» **Short exercise 1**:
Answer these questions from the AWS batch processing page:
(a) What service serves as the data lake storage?
(b) What does the team use for small jobs such as calling AI services?
(c) What is used to build custom pipelines?

AWS – Batch Process and Data Analytics

Overview
(AWS – Batch Process and Data Analytics)

Today, I will describe our current system references architecture for Batch processing and Data Analytics for the sales report system. Our mission is to create a big data analytics system that interacts with Machine Learning features for insights and prediction. Nowadays, too many AI companies are researching and were applied machine learning features to their system to improve services. We also working to research and applied machine learning features to our system such as NLP, Forecast, OCR … that help us have the opportunity to provide better service for customers.

References Architecture for Batch data processing
References Architecture for Batch data processing
  1. Data Source
    We have various sources from multiple systems including both on-premise and on-cloud with a large dataset and unpredictable frequent updates.
  2. Data lake storage
    We use S3 as our data lake storage with unlimited types and volumes. That helps us easy to scale our system easily
  3. Machine Learning
    We focus on Machine learning to build great AI solutions from our dataset. Machine learning models will predict for insight and integration directly to our system as microservices.
  4. Compute
    Compute machines are most important in our system. We choose fit machine services as infrastructure or serverless to maximize optimize cost and performance.
    – We using AWS lambda functions for small jobs such as call AI services, small dataset processing, and integrating
    – We using AWS Glue ETL to build ETL pipeline and build custom pipelines with AWS step functions.

» **Annotation dataset entries**:
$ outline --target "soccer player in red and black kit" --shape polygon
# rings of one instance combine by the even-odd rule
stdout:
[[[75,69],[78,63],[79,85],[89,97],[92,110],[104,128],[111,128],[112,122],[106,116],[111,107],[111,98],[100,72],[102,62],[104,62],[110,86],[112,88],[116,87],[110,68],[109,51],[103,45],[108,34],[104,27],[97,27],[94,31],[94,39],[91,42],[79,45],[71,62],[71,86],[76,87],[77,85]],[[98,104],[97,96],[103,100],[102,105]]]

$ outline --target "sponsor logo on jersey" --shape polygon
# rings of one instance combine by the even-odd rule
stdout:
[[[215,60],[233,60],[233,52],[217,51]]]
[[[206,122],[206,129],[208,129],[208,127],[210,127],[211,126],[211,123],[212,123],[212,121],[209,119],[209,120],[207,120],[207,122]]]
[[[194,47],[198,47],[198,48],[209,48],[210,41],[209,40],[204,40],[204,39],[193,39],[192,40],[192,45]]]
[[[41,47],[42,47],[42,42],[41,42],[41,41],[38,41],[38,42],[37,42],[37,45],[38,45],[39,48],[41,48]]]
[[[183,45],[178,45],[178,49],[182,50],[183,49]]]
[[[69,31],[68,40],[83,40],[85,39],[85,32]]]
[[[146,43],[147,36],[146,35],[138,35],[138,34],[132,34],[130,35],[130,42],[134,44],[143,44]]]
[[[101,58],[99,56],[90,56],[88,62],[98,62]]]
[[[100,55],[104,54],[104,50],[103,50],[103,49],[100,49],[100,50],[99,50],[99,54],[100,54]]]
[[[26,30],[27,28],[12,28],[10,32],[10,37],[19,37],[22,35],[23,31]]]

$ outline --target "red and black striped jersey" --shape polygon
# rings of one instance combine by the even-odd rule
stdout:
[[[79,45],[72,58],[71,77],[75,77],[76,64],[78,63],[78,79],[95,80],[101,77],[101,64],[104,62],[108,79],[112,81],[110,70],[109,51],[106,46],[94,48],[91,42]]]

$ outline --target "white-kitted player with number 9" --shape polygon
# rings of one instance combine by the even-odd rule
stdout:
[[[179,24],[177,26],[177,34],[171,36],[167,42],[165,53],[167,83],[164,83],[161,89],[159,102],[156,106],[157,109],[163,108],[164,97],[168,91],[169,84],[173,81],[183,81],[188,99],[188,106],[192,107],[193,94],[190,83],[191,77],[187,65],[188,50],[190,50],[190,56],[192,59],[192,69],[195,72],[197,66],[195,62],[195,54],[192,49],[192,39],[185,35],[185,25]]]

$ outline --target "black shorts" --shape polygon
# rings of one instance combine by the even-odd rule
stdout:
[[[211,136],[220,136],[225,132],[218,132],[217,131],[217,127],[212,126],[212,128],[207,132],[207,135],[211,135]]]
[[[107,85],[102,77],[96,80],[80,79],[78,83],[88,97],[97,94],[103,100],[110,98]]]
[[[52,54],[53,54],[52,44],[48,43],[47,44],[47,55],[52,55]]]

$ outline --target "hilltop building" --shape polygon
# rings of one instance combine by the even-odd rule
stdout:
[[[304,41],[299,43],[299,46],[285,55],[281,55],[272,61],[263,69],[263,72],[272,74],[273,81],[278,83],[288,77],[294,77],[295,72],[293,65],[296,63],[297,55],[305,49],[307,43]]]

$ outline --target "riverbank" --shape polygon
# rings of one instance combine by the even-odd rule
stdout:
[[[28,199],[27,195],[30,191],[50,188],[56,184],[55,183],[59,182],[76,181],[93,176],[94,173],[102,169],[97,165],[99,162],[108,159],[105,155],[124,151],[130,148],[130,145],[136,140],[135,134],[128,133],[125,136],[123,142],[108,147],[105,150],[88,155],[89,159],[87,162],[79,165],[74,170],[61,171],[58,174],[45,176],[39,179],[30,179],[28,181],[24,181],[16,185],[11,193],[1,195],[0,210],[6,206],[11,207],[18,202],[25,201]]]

* * *

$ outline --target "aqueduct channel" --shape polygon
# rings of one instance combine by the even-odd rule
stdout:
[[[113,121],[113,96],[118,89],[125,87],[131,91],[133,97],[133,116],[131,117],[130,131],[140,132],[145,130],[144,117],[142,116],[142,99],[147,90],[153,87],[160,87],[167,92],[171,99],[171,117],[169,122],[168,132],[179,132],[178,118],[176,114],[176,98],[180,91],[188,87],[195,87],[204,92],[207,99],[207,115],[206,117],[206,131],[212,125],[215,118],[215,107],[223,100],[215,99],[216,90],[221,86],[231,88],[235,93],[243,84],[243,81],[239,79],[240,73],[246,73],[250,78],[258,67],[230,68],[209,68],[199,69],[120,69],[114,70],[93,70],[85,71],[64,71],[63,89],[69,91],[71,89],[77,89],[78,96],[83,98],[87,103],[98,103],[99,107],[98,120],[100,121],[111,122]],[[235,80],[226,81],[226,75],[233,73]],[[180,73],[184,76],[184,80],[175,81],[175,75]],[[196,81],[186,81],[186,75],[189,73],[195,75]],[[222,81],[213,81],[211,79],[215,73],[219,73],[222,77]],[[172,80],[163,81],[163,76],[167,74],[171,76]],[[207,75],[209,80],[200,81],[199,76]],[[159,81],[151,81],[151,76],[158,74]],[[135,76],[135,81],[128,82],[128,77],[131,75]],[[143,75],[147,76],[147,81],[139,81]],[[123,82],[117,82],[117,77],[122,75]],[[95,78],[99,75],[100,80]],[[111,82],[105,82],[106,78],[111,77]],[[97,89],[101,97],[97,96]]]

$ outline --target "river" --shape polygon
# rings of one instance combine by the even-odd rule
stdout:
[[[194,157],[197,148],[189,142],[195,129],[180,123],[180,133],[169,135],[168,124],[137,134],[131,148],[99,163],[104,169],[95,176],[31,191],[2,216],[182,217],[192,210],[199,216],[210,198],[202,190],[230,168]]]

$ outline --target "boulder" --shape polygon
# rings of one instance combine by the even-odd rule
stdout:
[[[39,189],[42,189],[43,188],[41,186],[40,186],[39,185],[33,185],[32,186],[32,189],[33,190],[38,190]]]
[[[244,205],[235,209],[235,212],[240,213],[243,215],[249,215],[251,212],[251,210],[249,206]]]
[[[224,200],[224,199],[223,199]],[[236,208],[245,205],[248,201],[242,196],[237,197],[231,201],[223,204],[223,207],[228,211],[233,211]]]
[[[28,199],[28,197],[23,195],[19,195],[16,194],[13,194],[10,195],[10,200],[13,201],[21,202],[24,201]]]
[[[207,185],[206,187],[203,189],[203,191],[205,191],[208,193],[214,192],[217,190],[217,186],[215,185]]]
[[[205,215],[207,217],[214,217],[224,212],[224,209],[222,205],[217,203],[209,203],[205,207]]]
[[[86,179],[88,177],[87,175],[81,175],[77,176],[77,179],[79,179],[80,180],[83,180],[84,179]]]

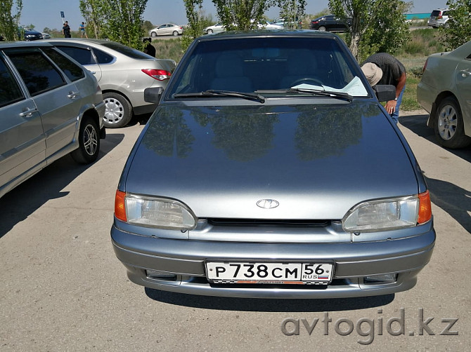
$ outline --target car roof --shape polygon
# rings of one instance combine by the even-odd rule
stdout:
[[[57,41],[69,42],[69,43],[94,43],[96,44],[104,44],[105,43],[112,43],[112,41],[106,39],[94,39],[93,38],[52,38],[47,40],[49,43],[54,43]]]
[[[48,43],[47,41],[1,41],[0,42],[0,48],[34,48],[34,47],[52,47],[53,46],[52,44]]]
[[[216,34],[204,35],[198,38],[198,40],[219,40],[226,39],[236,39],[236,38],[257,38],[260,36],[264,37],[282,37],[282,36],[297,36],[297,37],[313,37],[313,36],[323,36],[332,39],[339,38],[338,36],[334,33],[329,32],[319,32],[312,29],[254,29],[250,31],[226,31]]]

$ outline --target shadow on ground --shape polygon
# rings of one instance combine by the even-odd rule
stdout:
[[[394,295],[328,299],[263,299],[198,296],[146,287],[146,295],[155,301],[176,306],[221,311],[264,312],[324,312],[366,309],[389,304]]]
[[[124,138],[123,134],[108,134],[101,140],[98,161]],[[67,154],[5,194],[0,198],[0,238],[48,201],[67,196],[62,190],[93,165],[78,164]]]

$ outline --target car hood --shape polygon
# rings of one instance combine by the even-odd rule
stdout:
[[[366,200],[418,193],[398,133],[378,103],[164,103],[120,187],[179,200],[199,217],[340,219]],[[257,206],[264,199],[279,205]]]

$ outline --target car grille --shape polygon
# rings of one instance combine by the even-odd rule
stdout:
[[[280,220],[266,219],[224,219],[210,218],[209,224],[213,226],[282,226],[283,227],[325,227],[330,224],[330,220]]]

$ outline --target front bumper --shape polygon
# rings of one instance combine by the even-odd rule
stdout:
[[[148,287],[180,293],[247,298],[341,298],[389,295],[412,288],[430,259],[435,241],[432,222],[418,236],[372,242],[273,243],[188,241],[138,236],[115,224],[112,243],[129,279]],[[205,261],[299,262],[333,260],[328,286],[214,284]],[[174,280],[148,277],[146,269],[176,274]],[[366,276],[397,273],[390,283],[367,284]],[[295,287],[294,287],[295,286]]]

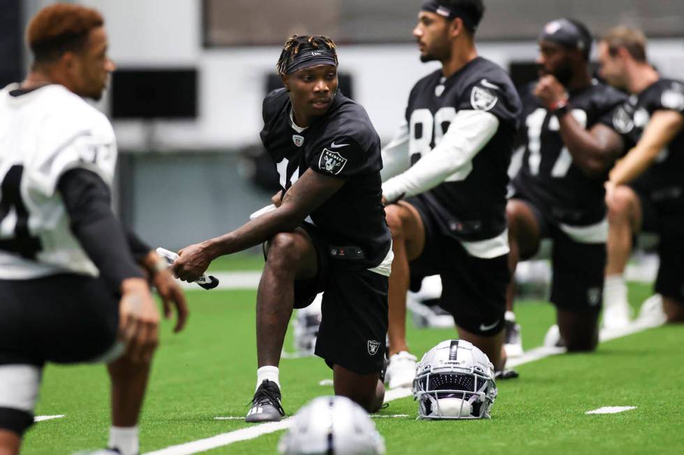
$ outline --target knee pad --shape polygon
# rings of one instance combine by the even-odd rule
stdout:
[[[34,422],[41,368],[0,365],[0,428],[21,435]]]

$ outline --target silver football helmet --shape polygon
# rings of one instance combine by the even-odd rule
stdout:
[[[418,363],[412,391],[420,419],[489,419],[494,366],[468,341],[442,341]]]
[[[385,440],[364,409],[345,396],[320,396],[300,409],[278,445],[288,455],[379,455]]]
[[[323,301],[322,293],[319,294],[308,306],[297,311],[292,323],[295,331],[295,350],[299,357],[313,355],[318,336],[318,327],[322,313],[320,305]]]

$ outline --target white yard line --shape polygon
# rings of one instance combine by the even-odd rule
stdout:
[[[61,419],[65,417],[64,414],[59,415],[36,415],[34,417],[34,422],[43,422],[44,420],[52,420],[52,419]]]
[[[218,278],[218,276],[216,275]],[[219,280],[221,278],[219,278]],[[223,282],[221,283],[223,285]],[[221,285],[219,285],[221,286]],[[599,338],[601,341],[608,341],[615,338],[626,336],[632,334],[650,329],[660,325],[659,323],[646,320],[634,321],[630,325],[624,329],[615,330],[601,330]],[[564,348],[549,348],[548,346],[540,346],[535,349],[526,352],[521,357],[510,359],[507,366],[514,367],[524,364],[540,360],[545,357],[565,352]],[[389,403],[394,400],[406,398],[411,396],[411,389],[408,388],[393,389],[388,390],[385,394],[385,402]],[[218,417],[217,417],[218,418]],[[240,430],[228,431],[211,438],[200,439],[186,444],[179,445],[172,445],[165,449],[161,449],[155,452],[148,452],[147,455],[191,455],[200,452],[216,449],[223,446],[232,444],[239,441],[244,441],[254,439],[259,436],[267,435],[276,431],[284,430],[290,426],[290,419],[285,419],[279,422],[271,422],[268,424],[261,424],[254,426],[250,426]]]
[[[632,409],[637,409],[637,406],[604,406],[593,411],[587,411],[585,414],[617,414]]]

...

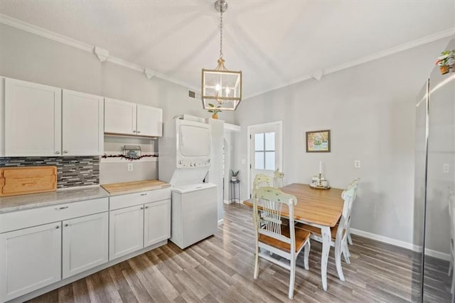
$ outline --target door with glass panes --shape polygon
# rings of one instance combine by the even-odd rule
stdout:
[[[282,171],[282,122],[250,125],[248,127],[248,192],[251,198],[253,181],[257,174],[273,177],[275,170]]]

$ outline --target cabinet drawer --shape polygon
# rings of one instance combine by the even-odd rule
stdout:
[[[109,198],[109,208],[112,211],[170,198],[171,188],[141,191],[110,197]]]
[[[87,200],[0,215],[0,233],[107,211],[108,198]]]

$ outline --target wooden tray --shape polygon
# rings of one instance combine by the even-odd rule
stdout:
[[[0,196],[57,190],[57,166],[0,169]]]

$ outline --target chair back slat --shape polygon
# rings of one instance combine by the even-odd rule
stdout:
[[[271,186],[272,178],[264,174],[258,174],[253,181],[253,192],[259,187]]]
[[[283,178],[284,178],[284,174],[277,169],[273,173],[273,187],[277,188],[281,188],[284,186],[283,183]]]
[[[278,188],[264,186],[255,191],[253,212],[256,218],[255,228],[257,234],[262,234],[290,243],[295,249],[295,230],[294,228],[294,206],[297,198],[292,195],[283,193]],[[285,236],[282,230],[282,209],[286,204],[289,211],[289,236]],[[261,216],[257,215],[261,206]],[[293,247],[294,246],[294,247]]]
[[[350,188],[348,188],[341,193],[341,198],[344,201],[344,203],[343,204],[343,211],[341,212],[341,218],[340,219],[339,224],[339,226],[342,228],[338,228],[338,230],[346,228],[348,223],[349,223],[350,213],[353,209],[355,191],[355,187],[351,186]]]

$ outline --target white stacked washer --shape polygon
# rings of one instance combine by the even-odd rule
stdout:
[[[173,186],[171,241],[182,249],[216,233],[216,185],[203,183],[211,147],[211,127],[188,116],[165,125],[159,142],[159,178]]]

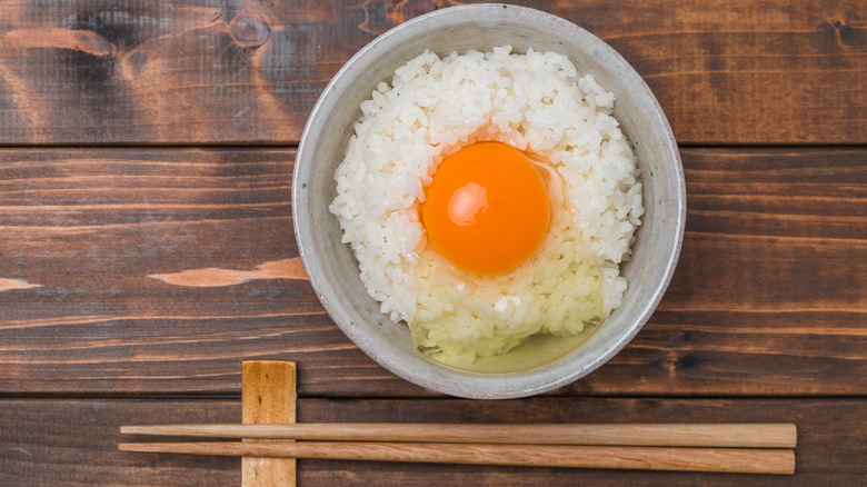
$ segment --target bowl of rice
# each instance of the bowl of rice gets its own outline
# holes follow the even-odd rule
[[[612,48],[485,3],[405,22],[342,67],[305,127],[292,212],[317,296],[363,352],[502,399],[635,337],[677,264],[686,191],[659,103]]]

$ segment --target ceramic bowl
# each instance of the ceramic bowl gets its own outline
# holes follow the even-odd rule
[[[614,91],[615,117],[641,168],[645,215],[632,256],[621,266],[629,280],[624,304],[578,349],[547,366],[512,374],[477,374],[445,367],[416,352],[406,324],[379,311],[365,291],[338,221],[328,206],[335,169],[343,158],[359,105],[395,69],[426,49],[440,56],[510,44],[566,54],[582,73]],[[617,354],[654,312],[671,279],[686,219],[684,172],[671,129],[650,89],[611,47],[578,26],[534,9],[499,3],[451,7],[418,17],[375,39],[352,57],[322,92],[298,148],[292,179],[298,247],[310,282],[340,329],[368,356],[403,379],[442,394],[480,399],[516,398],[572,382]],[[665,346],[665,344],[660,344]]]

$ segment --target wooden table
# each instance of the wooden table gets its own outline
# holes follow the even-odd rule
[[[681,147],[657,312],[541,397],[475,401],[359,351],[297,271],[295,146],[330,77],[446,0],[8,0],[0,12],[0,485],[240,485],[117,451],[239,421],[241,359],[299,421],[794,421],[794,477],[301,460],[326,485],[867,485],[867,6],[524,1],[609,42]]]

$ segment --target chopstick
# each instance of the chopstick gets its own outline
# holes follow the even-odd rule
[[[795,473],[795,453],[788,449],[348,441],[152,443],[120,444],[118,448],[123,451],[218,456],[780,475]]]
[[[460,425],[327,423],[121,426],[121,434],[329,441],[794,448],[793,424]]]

» **Short exercise 2**: List every line in the records that contains the string "segment".

» **Written reply 1**:
(a) S3
(b) AWS Lambda functions
(c) AWS Step Functions

» **Written reply 2**:
$ segment --target bowl of rice
$ segment --target ceramic bowl
$ segment --target wooden table
$ segment --target chopstick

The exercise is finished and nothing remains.